RIETI – Le bandelle bianche e rosse impediscono di parcheggiare per un lungo tratto davanti all’Auditorium Santa Scolastica a Rieti, le forze dell’ordine sono ovunque: sono arrivati il magistrato Nino Di Matteo e il giornalista antimafia Paolo Borrometi (condirettore dell’Agenzia di stampa AGI, presidente di Articolo 21, collabora con Libera con la fondazione Caponnetto e con la CGIL, per il suo impegno di denuncia ha ricevuto l’onorificenza motu proprio dal Presidente della Repubblica). Sta per iniziare il convegno organizzato da Agende Rosse di Rieti con Elena Marchili, Chiesa e Caritas di Rieti “L’impegno del quotidiano, incontri d’autore”, moderato da Helena Cocco, Paola Rita Nives Cuzzocrea, con l’introduzione dell’avvocato Simone Petrangeli.

______

* CONSEGNA DELL'ESERCIZIO
Per favore, indica chi tiene l'introduzione del convegno di cui parla l'estratto della fonte. Le righe riportate qui sono materiale a sé, distinto dall'estratto della fonte.

______

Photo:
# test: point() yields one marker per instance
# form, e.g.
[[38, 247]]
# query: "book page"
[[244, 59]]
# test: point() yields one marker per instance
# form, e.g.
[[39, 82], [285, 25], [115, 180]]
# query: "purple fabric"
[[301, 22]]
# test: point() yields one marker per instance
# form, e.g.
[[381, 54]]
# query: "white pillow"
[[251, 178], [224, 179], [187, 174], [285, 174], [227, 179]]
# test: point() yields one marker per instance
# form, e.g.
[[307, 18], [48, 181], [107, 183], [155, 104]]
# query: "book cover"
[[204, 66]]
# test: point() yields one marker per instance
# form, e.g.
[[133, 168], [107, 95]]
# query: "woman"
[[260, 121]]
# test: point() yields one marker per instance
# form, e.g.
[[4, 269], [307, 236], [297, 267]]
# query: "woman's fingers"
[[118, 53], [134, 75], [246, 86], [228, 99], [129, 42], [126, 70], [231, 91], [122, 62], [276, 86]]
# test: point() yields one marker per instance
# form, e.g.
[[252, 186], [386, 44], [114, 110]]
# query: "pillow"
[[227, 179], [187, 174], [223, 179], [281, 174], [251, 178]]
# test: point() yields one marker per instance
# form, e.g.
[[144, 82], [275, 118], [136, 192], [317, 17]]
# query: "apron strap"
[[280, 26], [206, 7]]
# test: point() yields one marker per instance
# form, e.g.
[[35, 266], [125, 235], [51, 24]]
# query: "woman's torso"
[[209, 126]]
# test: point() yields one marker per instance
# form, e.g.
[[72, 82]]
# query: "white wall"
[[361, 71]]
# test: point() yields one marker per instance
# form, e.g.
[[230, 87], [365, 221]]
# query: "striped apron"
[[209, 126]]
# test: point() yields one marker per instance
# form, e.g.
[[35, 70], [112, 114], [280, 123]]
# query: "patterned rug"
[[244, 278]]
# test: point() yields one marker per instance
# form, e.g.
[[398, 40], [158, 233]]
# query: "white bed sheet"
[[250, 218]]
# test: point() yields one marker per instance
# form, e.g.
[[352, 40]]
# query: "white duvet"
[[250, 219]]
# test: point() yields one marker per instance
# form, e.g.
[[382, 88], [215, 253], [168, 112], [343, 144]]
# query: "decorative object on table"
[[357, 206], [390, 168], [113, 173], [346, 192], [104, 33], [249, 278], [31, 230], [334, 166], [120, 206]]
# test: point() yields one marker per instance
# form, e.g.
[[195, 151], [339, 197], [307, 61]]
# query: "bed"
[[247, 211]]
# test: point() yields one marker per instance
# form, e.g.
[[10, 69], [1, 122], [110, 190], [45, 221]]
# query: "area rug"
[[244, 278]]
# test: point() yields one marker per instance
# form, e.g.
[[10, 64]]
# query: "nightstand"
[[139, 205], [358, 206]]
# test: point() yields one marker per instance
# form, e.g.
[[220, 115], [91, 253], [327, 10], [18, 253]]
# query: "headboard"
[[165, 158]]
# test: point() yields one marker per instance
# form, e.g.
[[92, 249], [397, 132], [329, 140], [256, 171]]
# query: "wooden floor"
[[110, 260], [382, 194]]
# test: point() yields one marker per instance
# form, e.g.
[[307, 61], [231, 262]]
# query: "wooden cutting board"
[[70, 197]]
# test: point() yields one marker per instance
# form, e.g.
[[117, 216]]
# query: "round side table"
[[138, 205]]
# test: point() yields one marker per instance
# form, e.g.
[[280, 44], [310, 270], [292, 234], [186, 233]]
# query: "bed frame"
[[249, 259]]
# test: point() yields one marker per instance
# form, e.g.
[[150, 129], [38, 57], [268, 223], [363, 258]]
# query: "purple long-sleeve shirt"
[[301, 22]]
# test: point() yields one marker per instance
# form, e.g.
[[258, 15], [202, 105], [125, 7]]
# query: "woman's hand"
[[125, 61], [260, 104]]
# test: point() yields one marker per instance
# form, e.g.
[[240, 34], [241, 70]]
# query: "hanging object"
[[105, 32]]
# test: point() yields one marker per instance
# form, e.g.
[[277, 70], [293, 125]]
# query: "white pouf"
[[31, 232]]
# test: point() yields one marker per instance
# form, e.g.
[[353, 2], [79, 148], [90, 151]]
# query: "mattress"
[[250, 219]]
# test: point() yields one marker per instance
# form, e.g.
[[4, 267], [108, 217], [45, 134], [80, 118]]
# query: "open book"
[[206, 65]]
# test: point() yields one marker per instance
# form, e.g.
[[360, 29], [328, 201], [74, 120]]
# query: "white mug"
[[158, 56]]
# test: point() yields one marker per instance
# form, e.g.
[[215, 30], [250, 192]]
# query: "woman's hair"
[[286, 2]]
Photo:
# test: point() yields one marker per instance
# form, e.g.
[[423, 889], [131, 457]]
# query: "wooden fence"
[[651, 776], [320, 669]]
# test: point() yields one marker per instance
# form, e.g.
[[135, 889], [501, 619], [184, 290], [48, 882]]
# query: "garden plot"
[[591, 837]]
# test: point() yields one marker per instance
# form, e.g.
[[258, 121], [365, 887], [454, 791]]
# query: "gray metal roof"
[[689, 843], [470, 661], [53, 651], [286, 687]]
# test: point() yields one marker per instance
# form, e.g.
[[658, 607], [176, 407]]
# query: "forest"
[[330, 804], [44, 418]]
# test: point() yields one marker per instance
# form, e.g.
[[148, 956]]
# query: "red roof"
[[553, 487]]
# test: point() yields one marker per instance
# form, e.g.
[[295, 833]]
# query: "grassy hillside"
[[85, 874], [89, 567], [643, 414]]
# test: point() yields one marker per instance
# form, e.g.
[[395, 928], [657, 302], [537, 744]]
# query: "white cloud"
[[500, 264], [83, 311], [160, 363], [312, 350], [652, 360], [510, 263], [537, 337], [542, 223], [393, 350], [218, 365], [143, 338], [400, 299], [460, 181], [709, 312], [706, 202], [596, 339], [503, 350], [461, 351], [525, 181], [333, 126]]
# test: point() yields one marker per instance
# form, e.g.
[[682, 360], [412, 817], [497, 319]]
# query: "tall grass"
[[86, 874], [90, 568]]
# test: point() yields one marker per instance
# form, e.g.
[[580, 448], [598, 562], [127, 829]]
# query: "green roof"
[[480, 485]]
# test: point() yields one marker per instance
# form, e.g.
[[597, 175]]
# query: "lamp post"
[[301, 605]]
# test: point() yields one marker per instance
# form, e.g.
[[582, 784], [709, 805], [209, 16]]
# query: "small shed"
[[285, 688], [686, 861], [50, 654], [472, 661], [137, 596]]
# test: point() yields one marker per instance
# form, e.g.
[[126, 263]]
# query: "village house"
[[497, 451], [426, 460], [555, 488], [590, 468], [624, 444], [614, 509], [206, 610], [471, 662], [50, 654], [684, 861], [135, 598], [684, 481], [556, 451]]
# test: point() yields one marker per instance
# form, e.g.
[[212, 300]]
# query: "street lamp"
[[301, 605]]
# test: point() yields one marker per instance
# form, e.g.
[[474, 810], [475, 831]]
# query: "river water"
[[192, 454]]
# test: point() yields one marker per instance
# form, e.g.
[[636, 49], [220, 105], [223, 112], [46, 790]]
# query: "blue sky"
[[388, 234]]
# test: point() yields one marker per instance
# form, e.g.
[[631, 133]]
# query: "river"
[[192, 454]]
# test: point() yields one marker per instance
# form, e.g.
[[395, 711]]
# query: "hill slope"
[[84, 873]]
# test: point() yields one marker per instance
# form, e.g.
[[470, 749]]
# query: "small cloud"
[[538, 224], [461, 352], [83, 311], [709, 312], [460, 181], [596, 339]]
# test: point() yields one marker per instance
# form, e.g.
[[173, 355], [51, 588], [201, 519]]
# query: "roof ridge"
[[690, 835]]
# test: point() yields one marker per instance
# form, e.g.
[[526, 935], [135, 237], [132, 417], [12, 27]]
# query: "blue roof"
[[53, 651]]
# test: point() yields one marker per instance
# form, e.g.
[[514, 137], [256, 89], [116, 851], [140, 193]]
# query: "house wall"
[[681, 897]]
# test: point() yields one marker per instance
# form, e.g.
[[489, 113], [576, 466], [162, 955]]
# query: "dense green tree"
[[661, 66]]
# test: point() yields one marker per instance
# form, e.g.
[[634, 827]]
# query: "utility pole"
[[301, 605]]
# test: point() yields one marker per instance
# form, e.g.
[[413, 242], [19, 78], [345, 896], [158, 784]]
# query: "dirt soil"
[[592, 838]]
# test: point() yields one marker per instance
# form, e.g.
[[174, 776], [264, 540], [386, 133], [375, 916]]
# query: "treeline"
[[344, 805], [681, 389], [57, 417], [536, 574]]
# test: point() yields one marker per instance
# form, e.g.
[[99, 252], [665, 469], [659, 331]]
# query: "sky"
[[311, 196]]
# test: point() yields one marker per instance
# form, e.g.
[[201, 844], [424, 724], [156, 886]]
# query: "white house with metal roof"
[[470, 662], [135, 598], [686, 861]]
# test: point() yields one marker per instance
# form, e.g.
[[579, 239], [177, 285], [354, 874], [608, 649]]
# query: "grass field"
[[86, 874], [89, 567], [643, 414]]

______

* RISULTATO DEL COMPITO
L'avvocato Simone Petrangeli.